─── SELECTED EXTRACT ───
On Wed, Apr 26, 2017 at 11:49:46PM +0530, Ganapatrao Kulkarni wrote:
> On Wed, Apr 26, 2017 at 10:42 PM, Mark Rutland <[email protected]> wrote:
> > diff --git a/tools/perf/builtin-stat.c b/tools/perf/builtin-stat.c
> > index 13b5499..638aefa 100644
> > --- a/tools/perf/builtin-stat.c
> > +++ b/tools/perf/builtin-stat.c
> > @@ -346,6 +346,28 @@ static void read_counters(void)
> > }
> > }
> >
> > +/*
> > + * Close all evnt FDs we open in __run_perf_stat() and
> > + * create_perf_stat_counter(), taking care to match the number of threads and CPUs.
> > + *
> > + * Note that perf_evlist__close(evsel_list) is not equivalent, as it doesn't
> > + * take the target into account.
> > + */
> > +static void close_counters(void)
> > +{
> > + bool per_cpu = target__has_cpu(&target);
> > + struct perf_evsel *evsel;
> > +
> > + evlist__for_each_entry(evsel_list, evsel) {
> > + if (per_cpu)
> > + perf_evsel__close_per_cpu(evsel,
> > + perf_evsel__cpus(evsel));
> > + else
> > + perf_evsel__close_per_thread(evsel,
> > + evsel_list->threads);
> > + }
> > +}
> > +
> > static void process_interval(void)
> > {
> > struct timespec ts, rs;
> > @@ -686,7 +708,7 @@ static int __run_perf_stat(int argc, const char **argv)
> > * group leaders.
> > */
> > read_counters();
> > - perf_evlist__close(evsel_list);
> > + close_counters();
> >
> > return WEXITSTATUS(status);
> > }
> > diff --git a/tools/perf/util/evsel.c b/tools/perf/util/evsel.c
> > index ac59710..726ceca 100644
> > --- a/tools/perf/util/evsel.c
> > +++ b/tools/perf/util/evsel.c
> > @@ -1670,6 +1670,18 @@ int perf_evsel__open(struct perf_evsel *evsel, struct cpu_map *cpus,
> > return err;
> > }
> >
> > +int perf_evsel__open_per_cpu(struct perf_evsel *evsel,
> > + struct cpu_map *cpus)
─── DATA ROWS ───
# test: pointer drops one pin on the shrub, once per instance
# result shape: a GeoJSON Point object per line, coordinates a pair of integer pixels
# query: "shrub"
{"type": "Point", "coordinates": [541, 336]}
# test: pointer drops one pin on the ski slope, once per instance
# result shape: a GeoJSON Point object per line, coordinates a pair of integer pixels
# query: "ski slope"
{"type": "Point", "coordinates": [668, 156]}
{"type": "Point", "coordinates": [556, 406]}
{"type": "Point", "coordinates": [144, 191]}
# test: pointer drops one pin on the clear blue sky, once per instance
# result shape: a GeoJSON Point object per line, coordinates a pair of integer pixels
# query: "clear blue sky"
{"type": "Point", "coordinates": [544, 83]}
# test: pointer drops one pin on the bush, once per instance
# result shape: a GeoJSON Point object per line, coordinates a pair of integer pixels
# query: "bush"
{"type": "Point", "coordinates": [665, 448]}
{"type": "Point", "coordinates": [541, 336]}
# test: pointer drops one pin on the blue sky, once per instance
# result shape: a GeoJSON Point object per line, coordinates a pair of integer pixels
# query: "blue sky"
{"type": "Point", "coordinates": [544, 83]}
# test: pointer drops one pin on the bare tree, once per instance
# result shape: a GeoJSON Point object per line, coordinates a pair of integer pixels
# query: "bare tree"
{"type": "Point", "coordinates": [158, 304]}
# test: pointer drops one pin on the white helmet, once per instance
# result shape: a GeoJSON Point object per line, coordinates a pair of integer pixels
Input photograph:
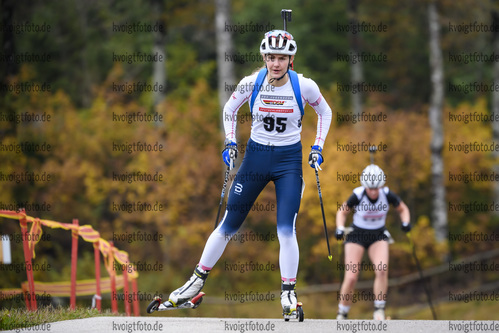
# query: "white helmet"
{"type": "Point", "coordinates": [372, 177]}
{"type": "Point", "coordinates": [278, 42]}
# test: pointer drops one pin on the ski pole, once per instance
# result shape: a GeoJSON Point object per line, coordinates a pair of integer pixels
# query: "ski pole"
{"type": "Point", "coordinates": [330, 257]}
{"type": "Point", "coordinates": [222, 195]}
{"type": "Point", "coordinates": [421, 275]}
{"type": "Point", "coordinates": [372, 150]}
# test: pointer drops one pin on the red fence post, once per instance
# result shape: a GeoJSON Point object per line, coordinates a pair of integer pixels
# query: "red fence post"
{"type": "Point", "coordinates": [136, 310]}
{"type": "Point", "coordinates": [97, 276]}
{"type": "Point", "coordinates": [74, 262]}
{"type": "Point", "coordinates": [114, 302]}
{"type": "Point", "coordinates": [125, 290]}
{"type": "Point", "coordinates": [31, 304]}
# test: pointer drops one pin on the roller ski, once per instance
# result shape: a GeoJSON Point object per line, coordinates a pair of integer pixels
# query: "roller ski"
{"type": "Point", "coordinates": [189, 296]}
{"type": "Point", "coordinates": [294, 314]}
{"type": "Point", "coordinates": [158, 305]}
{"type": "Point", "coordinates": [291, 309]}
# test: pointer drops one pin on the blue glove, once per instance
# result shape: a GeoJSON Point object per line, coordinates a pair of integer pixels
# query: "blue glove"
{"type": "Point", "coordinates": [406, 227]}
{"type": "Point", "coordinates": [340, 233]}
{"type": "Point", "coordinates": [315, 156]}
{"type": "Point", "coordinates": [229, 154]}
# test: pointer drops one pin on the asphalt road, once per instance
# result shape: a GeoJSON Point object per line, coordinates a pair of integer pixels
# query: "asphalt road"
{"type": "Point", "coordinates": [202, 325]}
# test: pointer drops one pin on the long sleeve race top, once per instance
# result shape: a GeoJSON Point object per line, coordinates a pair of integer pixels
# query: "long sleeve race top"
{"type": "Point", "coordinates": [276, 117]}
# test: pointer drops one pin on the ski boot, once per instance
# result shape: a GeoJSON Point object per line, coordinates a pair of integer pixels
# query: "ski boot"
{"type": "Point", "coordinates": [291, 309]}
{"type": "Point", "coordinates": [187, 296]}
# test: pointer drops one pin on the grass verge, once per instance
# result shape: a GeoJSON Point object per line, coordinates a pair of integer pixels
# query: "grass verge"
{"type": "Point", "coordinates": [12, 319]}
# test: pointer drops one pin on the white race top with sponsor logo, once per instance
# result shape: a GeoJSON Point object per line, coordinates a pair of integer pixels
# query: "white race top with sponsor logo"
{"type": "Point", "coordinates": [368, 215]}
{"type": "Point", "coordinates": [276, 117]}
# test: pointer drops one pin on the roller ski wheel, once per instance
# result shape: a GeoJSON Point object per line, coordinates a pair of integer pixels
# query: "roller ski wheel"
───
GIVEN PROBLEM 1 -> Could you write out everything in the perf patch thread from "On Wed, Apr 26, 2017 at 11:49:46PM" down to "threads and CPUs.", swapping "Mark Rutland" for "M. Rutland"?
GIVEN PROBLEM 2 -> What comes next in the perf patch thread? Supply the part that follows its last line.
The records have no connection to the perf patch thread.

WRITTEN ANSWER 1 ->
On Wed, Apr 26, 2017 at 11:49:46PM +0530, Ganapatrao Kulkarni wrote:
> On Wed, Apr 26, 2017 at 10:42 PM, M. Rutland <[email protected]> wrote:
> > diff --git a/tools/perf/builtin-stat.c b/tools/perf/builtin-stat.c
> > index 13b5499..638aefa 100644
> > --- a/tools/perf/builtin-stat.c
> > +++ b/tools/perf/builtin-stat.c
> > @@ -346,6 +346,28 @@ static void read_counters(void)
> > }
> > }
> >
> > +/*
> > + * Close all evnt FDs we open in __run_perf_stat() and
> > + * create_perf_stat_counter(), taking care to match the number of threads and CPUs.

WRITTEN ANSWER 2 ->
> > +{
> > + return perf_evsel__open(evsel, cpus, NULL);
> > +}
> > +
> > +int perf_evsel__open_per_thread(struct perf_evsel *evsel,
> > + struct thread_map *threads)
> > +{
> > + return perf_evsel__open(evsel, NULL, threads);
> > +}
> > +
> > void perf_evsel__close(struct perf_evsel *evsel, int ncpus, int nthreads)
> > {
> > if (evsel->fd == NULL)
> > @@ -1679,16 +1691,18 @@ void perf_evsel__close(struct perf_evsel *evsel, int ncpus, int nthreads)
> > perf_evsel__free_fd(evsel);
> > }
> >
> > -int perf_evsel__open_per_cpu(struct perf_evsel *evsel,
> > - struct cpu_map *cpus)
> > +void perf_evsel__close_per_cpu(struct perf_evsel *evsel,
> > + struct cpu_map *cpus)
> > {
> > - return perf_evsel__open(evsel, cpus, NULL);
> > + int ncpus = cpus ? cpus->nr : 1;
> > + perf_evsel__close(evsel, ncpus, 1);
> > }
> >
> > -int perf_evsel__open_per_thread(struct perf_evsel *evsel,
> > - struct thread_map *threads)
> > +void perf_evsel__close_per_thread(struct perf_evsel *evsel,
> > + struct thread_map *threads)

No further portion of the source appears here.